ЗАДАНИЯ:
a - Перечислите всех людей, которые названы по фамилии в рецензии на антологию о Хайдеггере, приведённой ниже.
b - Пожалуйста, напишите продолжение рецензии на антологию о Хайдеггере, начиная сразу после её последнего предложения.

ФРАГМЕНТ ТЕКСТА:

::::::::

*
ФИЛОСОФ-ЗУБ,
ИЛИ КАК ОДОЛЖИТЬ ДЕНЬГИ ПО ХАЙДЕГГЕРУ
М. Хайдеггер:
pro et contra.
Рецепция и трансформация
идей Мартина Хайдеггера
в
русской философской мысли. Антология.
Под редакцией Ю. М. Романенко и др.
СПб.,
РХГА, 2020, 1152 стр.
Мартин Хайдеггер,
пожалуй, один из тех, кому Бог — или
Dasein — велел оказаться в этой любопытной
издательской серии, отличающейся
(впрочем, как и все еще пополняющееся
печально известными «Черными тетрадями»
полное собрание сочинений Хайдеггера
в сотню томов) завидным объемом. Ведь
прав был Владимир Бибихин, первый у нас
переводчик и популяризатор Хайдеггера,
писавший в «Деле Хайдеггера», что
«предметом равнодушной историко-философской
инвентаризации фрейбургский мыслитель
не стал и, возможно, не станет никогда».

::::::::

ФРАГМЕНТ ДАННЫХ:

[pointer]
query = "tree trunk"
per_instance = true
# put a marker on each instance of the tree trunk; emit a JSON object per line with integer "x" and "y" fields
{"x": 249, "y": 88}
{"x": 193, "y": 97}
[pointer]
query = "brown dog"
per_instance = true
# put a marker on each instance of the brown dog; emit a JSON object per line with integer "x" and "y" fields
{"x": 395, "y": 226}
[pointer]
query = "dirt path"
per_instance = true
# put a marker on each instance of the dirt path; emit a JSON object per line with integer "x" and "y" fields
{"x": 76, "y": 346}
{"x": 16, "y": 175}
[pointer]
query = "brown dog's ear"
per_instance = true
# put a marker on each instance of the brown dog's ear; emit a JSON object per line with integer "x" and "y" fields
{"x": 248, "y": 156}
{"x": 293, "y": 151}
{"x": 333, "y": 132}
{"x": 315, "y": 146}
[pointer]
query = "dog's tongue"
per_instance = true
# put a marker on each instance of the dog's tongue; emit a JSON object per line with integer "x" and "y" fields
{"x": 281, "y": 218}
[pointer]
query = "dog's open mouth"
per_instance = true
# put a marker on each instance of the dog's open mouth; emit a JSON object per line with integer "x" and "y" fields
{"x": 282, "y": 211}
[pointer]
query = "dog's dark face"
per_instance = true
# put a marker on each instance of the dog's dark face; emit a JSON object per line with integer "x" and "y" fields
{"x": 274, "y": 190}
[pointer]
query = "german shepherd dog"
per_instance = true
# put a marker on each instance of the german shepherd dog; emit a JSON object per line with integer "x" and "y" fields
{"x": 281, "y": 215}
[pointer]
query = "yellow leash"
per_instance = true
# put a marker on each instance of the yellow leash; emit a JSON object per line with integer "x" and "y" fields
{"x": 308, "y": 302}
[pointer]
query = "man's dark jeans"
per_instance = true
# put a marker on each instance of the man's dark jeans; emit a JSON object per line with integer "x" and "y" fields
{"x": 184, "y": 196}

::::::::

ОЖИДАЕМЫЕ ОТВЕТЫ:
a - Мартин Хайдеггер, Ю. М. Романенко, Владимир Бибихин.

b -
Это воистину так — стоило мне, например,
записать беседу с переводчиком Эрнста
Юнгера и, кстати, одним из — очень многих
— авторов данного сборника — и не столь
многих его составителей — философом
Александром Михайловским,
а тому помянуть перевод «Черных тетрадей»,
как — перепечатки, ругань в Фейсбуке,
расфрэнды и прочая прелесть. Александр
Македонский, конечно, герой, но зачем
же так виртуальные копья ломать…
Да
и поток публикаций о Хайдеггере в нашей
стране только увеличивается — только
недавно выходили очередные «Черные
тетради» и посвященный им спецномер
журнала «Логос»
(и отсутствие авторов из него в этой
антологии несколько обедняет картину
— или же является продуманной редакторской
стратегией), как буквально одновременно
с этой книгой «Издательство Института
Гайдара» выпустило перевод хайдеггеровского
труда «К философии (о событии)», а
«Владимир Даль» — «Понятие времени».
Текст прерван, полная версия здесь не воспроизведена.